Your goal:
Reproduce, from the lines below, exactly the stretch that begins at the line containing "Would you mind pointing at the calm" and ends at the line containing "Would you mind pointing at the tiled", both included.

Available records:
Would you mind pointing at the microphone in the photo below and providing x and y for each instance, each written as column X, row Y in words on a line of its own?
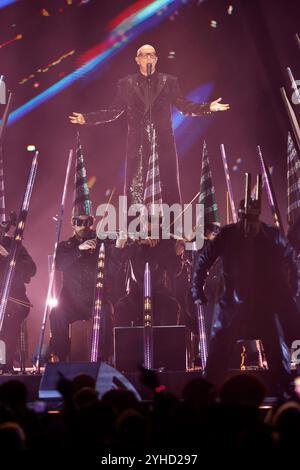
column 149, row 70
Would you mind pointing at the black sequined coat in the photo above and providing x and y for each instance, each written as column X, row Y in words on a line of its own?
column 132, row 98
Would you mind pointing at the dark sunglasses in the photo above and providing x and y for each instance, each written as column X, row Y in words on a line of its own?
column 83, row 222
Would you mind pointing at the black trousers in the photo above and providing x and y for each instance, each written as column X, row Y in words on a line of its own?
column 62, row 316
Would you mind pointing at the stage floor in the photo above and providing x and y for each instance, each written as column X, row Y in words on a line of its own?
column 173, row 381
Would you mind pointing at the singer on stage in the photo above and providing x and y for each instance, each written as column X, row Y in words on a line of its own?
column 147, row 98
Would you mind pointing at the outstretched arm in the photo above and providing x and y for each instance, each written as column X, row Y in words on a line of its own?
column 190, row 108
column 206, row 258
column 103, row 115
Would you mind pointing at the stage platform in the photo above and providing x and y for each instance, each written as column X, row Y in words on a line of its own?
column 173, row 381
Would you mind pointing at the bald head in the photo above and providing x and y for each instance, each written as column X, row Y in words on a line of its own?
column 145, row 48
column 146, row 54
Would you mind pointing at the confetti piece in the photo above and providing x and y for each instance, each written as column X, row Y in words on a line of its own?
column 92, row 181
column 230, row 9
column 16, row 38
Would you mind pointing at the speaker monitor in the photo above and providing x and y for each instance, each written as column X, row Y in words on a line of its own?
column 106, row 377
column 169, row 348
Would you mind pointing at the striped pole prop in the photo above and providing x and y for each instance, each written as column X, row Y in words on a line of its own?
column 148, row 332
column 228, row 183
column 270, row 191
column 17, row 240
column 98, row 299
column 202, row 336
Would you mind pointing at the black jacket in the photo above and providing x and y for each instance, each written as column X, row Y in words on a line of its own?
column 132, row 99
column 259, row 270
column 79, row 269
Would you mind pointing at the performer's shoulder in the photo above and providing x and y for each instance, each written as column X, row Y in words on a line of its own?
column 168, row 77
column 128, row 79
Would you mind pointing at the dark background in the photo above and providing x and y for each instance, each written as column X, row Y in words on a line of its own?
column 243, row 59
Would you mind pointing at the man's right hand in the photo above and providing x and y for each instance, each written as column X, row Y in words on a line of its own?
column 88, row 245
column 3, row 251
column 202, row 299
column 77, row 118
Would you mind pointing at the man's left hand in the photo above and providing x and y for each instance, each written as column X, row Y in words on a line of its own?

==

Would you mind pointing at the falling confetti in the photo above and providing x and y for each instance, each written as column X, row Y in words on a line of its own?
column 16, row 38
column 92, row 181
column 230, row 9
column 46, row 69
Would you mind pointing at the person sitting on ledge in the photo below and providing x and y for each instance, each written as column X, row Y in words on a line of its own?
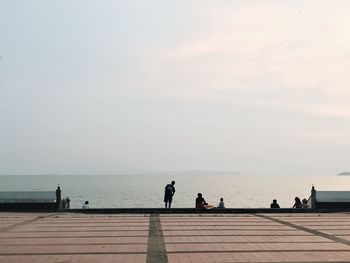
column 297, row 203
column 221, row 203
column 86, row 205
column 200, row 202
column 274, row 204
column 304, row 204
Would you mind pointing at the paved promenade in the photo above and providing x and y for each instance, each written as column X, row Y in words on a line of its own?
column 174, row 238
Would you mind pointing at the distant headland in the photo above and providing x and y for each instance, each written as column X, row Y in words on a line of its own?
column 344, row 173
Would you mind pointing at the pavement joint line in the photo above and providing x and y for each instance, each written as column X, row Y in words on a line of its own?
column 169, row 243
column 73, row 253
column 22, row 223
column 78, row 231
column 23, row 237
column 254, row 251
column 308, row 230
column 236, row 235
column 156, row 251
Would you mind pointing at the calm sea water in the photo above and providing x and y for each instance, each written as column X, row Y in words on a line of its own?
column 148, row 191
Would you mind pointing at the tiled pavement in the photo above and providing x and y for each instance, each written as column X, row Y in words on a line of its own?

Written response:
Would you mind pointing at the calm sea water in the photo above and providing x and y for each instance, each written as column X, row Y in words on a line of its own?
column 148, row 191
Would you mind pointing at the tiled pavement in the photo above and providing x and y for each instance, each written as column X, row Y in words on a line of its own?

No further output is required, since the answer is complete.